**TASK BRIEF:**
Copy the material below exactly, but only from the line with "For each instance of the blue shorts, drop" onward, the final line included.

**DATA PROVIDED:**
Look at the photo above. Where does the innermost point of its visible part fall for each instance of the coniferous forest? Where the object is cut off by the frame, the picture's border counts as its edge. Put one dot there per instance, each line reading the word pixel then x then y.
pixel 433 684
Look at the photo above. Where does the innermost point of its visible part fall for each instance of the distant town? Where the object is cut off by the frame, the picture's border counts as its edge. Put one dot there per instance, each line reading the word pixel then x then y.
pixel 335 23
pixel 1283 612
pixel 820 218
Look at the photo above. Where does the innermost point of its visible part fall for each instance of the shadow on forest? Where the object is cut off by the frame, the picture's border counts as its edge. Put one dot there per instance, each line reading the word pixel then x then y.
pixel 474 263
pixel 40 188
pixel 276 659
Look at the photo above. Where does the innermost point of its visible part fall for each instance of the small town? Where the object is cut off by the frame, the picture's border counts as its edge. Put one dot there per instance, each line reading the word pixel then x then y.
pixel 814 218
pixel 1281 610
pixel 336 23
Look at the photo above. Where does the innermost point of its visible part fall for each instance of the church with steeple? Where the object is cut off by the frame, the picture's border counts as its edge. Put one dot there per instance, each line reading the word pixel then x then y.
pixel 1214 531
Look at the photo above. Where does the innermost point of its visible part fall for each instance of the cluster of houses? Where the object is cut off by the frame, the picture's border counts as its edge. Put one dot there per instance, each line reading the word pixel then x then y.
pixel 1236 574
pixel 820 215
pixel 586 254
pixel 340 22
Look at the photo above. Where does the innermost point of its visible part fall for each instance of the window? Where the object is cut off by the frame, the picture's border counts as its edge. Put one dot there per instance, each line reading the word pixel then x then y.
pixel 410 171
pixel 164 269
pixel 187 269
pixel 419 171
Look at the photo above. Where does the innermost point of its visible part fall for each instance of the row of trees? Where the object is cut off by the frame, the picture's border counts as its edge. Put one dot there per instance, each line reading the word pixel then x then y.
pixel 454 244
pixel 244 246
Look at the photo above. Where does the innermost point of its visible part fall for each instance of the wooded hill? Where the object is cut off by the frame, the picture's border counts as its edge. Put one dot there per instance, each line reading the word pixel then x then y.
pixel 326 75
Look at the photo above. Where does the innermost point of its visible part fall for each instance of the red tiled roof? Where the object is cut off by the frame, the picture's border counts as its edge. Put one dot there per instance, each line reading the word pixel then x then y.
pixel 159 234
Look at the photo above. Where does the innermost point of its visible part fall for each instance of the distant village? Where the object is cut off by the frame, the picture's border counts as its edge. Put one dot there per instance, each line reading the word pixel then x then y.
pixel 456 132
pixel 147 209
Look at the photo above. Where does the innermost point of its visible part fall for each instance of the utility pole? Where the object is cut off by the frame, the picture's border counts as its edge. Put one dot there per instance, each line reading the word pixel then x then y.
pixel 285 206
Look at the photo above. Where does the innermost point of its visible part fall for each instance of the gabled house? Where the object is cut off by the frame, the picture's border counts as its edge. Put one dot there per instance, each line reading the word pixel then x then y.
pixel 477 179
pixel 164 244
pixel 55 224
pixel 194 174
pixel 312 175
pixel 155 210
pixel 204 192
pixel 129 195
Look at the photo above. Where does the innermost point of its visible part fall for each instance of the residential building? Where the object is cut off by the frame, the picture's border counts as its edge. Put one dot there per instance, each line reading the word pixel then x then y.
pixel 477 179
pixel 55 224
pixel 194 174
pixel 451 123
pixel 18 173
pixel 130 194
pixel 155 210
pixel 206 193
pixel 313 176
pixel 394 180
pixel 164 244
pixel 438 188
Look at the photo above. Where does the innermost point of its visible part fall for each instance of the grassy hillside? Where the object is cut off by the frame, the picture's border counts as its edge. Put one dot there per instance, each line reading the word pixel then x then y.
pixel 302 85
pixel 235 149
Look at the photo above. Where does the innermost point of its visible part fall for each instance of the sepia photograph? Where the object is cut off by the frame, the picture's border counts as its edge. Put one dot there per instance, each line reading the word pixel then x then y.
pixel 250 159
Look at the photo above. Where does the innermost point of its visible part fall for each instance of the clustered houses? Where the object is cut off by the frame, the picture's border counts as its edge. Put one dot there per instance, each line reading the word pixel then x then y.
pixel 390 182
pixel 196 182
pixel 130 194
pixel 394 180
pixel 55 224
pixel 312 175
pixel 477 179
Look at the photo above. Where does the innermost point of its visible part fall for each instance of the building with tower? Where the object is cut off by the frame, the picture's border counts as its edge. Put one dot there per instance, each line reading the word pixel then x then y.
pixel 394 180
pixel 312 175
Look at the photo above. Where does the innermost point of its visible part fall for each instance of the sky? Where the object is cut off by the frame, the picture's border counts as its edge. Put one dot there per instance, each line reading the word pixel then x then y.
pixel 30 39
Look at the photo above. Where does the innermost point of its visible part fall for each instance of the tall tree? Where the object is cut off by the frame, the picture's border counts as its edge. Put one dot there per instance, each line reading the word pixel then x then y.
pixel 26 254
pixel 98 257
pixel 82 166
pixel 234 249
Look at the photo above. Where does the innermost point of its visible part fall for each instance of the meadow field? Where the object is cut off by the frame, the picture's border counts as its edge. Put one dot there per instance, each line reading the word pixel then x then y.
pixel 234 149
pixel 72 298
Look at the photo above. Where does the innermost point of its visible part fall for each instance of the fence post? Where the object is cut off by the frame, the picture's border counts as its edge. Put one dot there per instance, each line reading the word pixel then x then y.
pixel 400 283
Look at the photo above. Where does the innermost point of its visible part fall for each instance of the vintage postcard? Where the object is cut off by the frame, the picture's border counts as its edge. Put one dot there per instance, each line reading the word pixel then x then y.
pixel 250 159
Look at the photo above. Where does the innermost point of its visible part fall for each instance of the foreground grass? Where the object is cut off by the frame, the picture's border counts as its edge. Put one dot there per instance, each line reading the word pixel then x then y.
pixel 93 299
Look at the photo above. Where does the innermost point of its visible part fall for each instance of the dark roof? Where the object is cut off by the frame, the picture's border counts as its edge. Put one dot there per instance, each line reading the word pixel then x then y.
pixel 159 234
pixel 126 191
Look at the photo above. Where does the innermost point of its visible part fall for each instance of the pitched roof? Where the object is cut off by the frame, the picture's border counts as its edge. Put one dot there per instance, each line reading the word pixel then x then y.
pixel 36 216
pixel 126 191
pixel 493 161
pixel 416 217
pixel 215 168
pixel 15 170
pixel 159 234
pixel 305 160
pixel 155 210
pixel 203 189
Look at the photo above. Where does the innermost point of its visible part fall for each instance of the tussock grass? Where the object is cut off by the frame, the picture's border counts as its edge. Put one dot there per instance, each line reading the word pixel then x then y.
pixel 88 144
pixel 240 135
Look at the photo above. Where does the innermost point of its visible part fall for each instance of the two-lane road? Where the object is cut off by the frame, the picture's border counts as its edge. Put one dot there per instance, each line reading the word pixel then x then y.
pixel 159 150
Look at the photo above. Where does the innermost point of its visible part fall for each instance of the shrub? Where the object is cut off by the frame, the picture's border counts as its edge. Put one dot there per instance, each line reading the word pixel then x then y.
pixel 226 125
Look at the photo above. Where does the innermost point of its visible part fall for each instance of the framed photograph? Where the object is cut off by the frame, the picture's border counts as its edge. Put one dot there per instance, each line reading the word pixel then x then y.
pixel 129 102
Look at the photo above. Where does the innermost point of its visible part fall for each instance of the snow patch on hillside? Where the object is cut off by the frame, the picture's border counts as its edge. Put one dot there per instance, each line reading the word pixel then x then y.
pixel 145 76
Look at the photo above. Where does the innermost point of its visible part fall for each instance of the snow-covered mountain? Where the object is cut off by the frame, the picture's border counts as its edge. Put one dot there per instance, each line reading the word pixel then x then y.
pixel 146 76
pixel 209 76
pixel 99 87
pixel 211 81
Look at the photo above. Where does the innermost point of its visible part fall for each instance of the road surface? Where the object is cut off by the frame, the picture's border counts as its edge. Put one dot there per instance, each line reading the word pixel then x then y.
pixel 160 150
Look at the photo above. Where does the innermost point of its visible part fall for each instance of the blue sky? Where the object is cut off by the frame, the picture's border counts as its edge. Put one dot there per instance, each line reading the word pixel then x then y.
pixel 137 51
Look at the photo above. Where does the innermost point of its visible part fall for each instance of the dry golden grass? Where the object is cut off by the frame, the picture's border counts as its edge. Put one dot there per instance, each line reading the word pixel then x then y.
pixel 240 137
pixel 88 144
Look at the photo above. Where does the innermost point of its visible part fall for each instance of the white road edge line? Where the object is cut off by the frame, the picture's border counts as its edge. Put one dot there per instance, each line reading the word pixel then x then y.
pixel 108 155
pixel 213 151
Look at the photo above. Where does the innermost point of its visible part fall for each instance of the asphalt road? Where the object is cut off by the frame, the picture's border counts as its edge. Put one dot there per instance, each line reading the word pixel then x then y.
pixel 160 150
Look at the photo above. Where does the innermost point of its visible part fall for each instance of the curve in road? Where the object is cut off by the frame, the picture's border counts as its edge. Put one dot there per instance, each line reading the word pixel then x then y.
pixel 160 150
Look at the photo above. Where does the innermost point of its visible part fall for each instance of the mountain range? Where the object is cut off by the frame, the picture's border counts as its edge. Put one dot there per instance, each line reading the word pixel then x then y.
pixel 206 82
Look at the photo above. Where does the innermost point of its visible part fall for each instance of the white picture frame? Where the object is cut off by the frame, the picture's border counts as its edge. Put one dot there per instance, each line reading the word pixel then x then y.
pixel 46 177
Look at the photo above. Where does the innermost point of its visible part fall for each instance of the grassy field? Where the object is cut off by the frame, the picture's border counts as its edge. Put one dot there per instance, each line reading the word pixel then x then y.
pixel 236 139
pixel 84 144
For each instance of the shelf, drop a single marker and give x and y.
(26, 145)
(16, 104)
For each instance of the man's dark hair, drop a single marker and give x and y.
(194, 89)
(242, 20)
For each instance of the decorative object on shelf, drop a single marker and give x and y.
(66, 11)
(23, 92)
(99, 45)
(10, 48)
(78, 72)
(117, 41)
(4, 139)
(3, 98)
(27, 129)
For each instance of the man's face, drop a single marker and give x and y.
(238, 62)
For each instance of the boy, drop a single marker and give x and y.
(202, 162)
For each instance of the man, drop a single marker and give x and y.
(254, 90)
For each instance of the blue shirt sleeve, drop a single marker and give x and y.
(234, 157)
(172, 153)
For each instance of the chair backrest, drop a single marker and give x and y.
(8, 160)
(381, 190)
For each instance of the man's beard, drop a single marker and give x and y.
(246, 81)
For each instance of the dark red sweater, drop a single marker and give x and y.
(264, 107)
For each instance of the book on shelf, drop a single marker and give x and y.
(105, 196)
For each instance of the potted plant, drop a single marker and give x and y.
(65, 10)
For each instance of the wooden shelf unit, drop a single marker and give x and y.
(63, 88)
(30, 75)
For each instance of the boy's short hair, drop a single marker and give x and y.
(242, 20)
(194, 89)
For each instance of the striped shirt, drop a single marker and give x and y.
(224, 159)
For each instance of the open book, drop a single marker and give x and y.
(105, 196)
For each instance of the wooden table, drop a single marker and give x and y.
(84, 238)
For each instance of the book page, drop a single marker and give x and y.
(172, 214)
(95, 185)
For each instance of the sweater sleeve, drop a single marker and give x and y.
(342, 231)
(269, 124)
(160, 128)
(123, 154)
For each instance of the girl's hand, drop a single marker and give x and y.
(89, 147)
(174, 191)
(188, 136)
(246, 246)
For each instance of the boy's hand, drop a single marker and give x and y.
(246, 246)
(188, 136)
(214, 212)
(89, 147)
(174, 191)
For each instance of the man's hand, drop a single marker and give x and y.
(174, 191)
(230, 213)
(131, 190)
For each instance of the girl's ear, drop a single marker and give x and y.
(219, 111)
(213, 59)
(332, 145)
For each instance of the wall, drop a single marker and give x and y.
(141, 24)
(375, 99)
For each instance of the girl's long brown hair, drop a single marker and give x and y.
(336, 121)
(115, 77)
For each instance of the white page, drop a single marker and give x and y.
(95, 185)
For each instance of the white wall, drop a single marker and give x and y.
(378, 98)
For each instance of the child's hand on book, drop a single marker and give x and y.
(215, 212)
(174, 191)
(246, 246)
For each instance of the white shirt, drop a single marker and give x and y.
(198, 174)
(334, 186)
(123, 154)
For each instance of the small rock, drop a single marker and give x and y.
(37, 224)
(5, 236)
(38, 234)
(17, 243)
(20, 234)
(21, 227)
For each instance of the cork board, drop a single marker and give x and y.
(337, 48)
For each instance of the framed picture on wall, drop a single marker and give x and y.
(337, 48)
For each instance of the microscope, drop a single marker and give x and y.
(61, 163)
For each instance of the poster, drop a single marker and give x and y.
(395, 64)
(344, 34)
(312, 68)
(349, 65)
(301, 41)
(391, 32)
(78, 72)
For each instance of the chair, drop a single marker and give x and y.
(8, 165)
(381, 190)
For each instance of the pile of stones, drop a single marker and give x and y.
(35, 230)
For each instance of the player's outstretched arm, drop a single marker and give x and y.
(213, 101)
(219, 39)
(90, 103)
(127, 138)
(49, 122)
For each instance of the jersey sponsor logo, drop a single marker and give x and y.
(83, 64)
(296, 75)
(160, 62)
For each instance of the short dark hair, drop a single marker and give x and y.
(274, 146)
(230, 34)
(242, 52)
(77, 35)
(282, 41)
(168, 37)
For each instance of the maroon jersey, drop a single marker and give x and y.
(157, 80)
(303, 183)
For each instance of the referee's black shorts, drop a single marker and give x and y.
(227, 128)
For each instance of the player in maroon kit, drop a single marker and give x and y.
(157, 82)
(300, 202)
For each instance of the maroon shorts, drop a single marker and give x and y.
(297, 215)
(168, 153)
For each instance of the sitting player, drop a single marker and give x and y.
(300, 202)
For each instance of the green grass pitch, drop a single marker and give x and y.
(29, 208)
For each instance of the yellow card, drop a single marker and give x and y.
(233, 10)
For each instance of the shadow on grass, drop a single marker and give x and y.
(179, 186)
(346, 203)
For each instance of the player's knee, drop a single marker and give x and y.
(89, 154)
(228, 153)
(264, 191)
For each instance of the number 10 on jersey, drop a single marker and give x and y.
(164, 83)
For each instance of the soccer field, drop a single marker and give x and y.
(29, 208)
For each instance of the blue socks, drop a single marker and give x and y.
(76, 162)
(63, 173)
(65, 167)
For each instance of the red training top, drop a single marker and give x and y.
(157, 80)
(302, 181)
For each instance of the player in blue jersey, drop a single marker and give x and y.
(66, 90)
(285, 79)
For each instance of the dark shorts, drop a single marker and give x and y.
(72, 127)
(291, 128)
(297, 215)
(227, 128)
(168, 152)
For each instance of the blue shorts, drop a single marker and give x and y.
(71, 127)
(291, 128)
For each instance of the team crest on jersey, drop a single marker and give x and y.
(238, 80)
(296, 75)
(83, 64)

**RESULT OF THIS TASK:**
For each instance of the blue shorts, drop a single marker and give x and y.
(71, 127)
(291, 128)
For each instance of the team crest on jersey, drop a single marker and give x and y.
(238, 80)
(296, 75)
(83, 64)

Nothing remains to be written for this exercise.